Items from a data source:

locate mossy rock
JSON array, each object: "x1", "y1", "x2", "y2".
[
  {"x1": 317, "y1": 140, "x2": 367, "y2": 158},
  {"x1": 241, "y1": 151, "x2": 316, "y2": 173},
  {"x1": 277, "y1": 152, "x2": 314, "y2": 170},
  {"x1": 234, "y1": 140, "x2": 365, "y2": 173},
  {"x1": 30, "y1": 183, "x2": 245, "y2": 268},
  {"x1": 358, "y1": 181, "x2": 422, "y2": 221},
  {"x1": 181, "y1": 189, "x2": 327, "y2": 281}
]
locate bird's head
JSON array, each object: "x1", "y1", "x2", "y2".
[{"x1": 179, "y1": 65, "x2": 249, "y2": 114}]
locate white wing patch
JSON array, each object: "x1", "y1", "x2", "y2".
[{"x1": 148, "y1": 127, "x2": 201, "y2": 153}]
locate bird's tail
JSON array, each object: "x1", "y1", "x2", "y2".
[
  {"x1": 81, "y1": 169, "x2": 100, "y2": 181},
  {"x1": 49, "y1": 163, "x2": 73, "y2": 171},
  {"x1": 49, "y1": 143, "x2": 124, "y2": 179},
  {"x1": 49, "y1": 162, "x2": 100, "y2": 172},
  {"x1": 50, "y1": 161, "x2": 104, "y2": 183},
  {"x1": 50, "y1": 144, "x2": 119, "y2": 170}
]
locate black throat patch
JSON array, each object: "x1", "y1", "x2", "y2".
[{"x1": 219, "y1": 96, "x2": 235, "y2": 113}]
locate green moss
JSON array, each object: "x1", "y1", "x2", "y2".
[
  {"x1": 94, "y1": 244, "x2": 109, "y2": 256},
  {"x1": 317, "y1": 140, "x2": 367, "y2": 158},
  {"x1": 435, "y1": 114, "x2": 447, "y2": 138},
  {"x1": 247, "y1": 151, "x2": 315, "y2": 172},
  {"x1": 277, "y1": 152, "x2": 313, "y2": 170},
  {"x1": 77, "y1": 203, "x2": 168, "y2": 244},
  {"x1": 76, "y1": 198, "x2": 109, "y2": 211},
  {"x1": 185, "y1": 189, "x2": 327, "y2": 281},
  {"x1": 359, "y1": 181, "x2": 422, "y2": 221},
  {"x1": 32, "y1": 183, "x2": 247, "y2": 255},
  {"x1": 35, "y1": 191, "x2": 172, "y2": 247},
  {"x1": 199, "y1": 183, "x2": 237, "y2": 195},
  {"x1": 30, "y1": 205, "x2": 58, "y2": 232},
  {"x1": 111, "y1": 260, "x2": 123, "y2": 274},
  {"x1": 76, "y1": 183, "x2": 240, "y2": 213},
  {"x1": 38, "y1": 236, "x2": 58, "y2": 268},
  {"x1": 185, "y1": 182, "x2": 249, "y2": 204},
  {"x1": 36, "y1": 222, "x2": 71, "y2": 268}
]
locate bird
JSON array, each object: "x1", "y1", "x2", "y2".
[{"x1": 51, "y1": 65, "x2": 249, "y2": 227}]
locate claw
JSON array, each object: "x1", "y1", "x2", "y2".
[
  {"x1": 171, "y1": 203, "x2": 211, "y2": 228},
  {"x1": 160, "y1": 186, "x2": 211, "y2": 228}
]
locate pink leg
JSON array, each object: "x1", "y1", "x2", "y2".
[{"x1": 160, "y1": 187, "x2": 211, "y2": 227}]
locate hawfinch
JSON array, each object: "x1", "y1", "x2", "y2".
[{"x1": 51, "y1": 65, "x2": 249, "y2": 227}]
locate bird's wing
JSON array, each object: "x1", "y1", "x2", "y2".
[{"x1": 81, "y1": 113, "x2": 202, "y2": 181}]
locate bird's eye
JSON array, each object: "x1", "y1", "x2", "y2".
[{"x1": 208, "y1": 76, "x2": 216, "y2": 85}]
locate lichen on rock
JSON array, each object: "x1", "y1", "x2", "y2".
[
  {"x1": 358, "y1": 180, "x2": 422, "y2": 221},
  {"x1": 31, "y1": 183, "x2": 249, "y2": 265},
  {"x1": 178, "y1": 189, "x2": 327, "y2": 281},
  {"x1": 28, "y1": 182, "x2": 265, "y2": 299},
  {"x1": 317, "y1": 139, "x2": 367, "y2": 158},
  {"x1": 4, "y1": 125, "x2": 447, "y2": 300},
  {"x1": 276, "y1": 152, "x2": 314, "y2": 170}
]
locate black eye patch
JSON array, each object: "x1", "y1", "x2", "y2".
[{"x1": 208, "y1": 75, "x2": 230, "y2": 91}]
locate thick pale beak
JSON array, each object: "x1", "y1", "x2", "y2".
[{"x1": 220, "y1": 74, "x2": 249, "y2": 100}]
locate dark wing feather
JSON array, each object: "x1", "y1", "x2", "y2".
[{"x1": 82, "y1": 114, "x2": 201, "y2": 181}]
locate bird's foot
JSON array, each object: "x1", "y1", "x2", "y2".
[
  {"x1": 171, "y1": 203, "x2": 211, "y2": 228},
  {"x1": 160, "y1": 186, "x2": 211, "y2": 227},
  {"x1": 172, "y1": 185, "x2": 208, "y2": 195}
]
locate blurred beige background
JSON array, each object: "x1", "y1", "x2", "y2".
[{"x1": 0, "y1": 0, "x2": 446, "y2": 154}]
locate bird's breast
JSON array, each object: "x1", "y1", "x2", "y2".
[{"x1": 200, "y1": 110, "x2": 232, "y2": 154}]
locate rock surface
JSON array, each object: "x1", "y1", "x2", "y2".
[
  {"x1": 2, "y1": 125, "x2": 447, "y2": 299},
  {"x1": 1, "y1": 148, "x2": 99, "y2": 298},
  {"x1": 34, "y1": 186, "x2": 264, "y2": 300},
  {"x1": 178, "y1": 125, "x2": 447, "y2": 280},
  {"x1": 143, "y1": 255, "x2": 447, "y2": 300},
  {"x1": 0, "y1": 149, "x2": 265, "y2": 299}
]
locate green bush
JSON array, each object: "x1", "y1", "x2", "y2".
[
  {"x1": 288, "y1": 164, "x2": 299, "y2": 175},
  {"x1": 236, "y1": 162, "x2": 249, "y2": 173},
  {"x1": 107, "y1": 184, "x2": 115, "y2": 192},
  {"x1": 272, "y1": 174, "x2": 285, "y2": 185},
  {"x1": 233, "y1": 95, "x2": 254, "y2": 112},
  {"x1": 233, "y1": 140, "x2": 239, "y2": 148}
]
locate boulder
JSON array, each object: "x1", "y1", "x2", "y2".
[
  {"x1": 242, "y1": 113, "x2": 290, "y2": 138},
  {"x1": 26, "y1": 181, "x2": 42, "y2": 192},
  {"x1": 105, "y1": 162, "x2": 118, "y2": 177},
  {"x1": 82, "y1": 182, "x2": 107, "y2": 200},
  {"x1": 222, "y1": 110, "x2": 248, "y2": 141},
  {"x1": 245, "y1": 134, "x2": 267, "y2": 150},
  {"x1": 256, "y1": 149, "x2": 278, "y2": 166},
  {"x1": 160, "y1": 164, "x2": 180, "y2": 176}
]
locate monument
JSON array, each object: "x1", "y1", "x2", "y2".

**ACTION ITEM:** The data above is to be returned exactly, with nothing altered.

**ANSWER FOR THE TASK:**
locate mossy rock
JSON array, each object: "x1", "y1", "x2", "y2".
[
  {"x1": 317, "y1": 140, "x2": 367, "y2": 158},
  {"x1": 241, "y1": 151, "x2": 316, "y2": 173},
  {"x1": 277, "y1": 152, "x2": 314, "y2": 170},
  {"x1": 234, "y1": 140, "x2": 365, "y2": 173},
  {"x1": 30, "y1": 183, "x2": 245, "y2": 268},
  {"x1": 358, "y1": 181, "x2": 422, "y2": 221},
  {"x1": 181, "y1": 189, "x2": 327, "y2": 281}
]
locate bird's head
JSON array, each object: "x1", "y1", "x2", "y2".
[{"x1": 179, "y1": 65, "x2": 249, "y2": 114}]
locate white wing patch
JSON array, each object: "x1", "y1", "x2", "y2".
[{"x1": 148, "y1": 127, "x2": 201, "y2": 153}]
locate bird's tail
JSON array, each object: "x1", "y1", "x2", "y2".
[
  {"x1": 81, "y1": 169, "x2": 100, "y2": 181},
  {"x1": 49, "y1": 163, "x2": 73, "y2": 171},
  {"x1": 49, "y1": 143, "x2": 124, "y2": 179},
  {"x1": 49, "y1": 162, "x2": 100, "y2": 172},
  {"x1": 50, "y1": 161, "x2": 104, "y2": 183},
  {"x1": 50, "y1": 144, "x2": 119, "y2": 170}
]
locate black throat patch
JSON array, each object: "x1", "y1", "x2", "y2".
[{"x1": 219, "y1": 96, "x2": 235, "y2": 113}]
locate green moss
JSON array, each object: "x1", "y1", "x2", "y2".
[
  {"x1": 94, "y1": 244, "x2": 109, "y2": 256},
  {"x1": 317, "y1": 140, "x2": 367, "y2": 158},
  {"x1": 435, "y1": 114, "x2": 447, "y2": 138},
  {"x1": 247, "y1": 151, "x2": 315, "y2": 172},
  {"x1": 277, "y1": 152, "x2": 313, "y2": 170},
  {"x1": 77, "y1": 203, "x2": 168, "y2": 244},
  {"x1": 76, "y1": 198, "x2": 109, "y2": 211},
  {"x1": 185, "y1": 189, "x2": 327, "y2": 281},
  {"x1": 359, "y1": 181, "x2": 422, "y2": 221},
  {"x1": 32, "y1": 183, "x2": 247, "y2": 255},
  {"x1": 35, "y1": 191, "x2": 172, "y2": 247},
  {"x1": 199, "y1": 183, "x2": 237, "y2": 195},
  {"x1": 30, "y1": 205, "x2": 58, "y2": 232},
  {"x1": 111, "y1": 260, "x2": 123, "y2": 274},
  {"x1": 76, "y1": 183, "x2": 240, "y2": 213},
  {"x1": 38, "y1": 236, "x2": 58, "y2": 268},
  {"x1": 185, "y1": 182, "x2": 249, "y2": 204},
  {"x1": 36, "y1": 222, "x2": 71, "y2": 268}
]
locate bird
JSON array, each object: "x1", "y1", "x2", "y2".
[{"x1": 51, "y1": 65, "x2": 249, "y2": 227}]
locate claw
JSON array, each object: "x1", "y1", "x2", "y2".
[
  {"x1": 171, "y1": 203, "x2": 211, "y2": 228},
  {"x1": 160, "y1": 186, "x2": 211, "y2": 228}
]
locate pink leg
JSON array, each object: "x1", "y1", "x2", "y2".
[{"x1": 160, "y1": 187, "x2": 211, "y2": 227}]
locate hawfinch
JSON array, each object: "x1", "y1", "x2", "y2".
[{"x1": 51, "y1": 65, "x2": 249, "y2": 227}]
locate bird's wing
JSON array, each object: "x1", "y1", "x2", "y2".
[{"x1": 81, "y1": 113, "x2": 202, "y2": 181}]
locate bird's eye
JSON array, each object: "x1", "y1", "x2", "y2".
[{"x1": 208, "y1": 76, "x2": 216, "y2": 85}]
locate lichen on rock
JSON array, each object: "x1", "y1", "x2", "y2".
[
  {"x1": 358, "y1": 180, "x2": 422, "y2": 221},
  {"x1": 31, "y1": 183, "x2": 249, "y2": 265},
  {"x1": 178, "y1": 189, "x2": 327, "y2": 281},
  {"x1": 28, "y1": 182, "x2": 265, "y2": 299},
  {"x1": 317, "y1": 139, "x2": 367, "y2": 158},
  {"x1": 4, "y1": 125, "x2": 447, "y2": 300},
  {"x1": 276, "y1": 152, "x2": 314, "y2": 170}
]
locate black eye patch
JSON array, each object: "x1", "y1", "x2", "y2".
[{"x1": 208, "y1": 75, "x2": 230, "y2": 91}]
locate thick pale beak
JSON array, each object: "x1", "y1", "x2", "y2".
[{"x1": 220, "y1": 74, "x2": 249, "y2": 100}]
locate dark wing feather
JSON array, each object: "x1", "y1", "x2", "y2".
[{"x1": 82, "y1": 114, "x2": 201, "y2": 181}]
locate bird's foot
JSON array, each object: "x1", "y1", "x2", "y2".
[
  {"x1": 171, "y1": 203, "x2": 211, "y2": 228},
  {"x1": 160, "y1": 186, "x2": 211, "y2": 227},
  {"x1": 172, "y1": 185, "x2": 208, "y2": 195}
]
locate blurred beige background
JSON array, each object: "x1", "y1", "x2", "y2".
[{"x1": 0, "y1": 0, "x2": 446, "y2": 154}]
locate bird's breast
JSON array, each object: "x1", "y1", "x2", "y2".
[{"x1": 200, "y1": 110, "x2": 232, "y2": 154}]
locate rock surface
JSON array, each object: "x1", "y1", "x2", "y2".
[
  {"x1": 2, "y1": 125, "x2": 447, "y2": 299},
  {"x1": 1, "y1": 148, "x2": 99, "y2": 298},
  {"x1": 34, "y1": 186, "x2": 264, "y2": 300},
  {"x1": 178, "y1": 125, "x2": 447, "y2": 280},
  {"x1": 143, "y1": 255, "x2": 447, "y2": 300},
  {"x1": 0, "y1": 149, "x2": 265, "y2": 299}
]
locate green bush
JSON array, each object: "x1", "y1", "x2", "y2".
[
  {"x1": 288, "y1": 164, "x2": 299, "y2": 175},
  {"x1": 236, "y1": 162, "x2": 249, "y2": 173},
  {"x1": 107, "y1": 184, "x2": 115, "y2": 192},
  {"x1": 272, "y1": 174, "x2": 285, "y2": 185},
  {"x1": 233, "y1": 95, "x2": 254, "y2": 112},
  {"x1": 233, "y1": 140, "x2": 239, "y2": 148}
]
locate boulder
JSON array, each object: "x1", "y1", "x2", "y2".
[
  {"x1": 242, "y1": 113, "x2": 290, "y2": 138},
  {"x1": 26, "y1": 181, "x2": 42, "y2": 192},
  {"x1": 105, "y1": 162, "x2": 118, "y2": 177},
  {"x1": 82, "y1": 182, "x2": 107, "y2": 200},
  {"x1": 222, "y1": 110, "x2": 248, "y2": 141},
  {"x1": 245, "y1": 134, "x2": 267, "y2": 150},
  {"x1": 256, "y1": 149, "x2": 278, "y2": 166},
  {"x1": 160, "y1": 164, "x2": 180, "y2": 176}
]
locate monument
JSON array, each object: "x1", "y1", "x2", "y2".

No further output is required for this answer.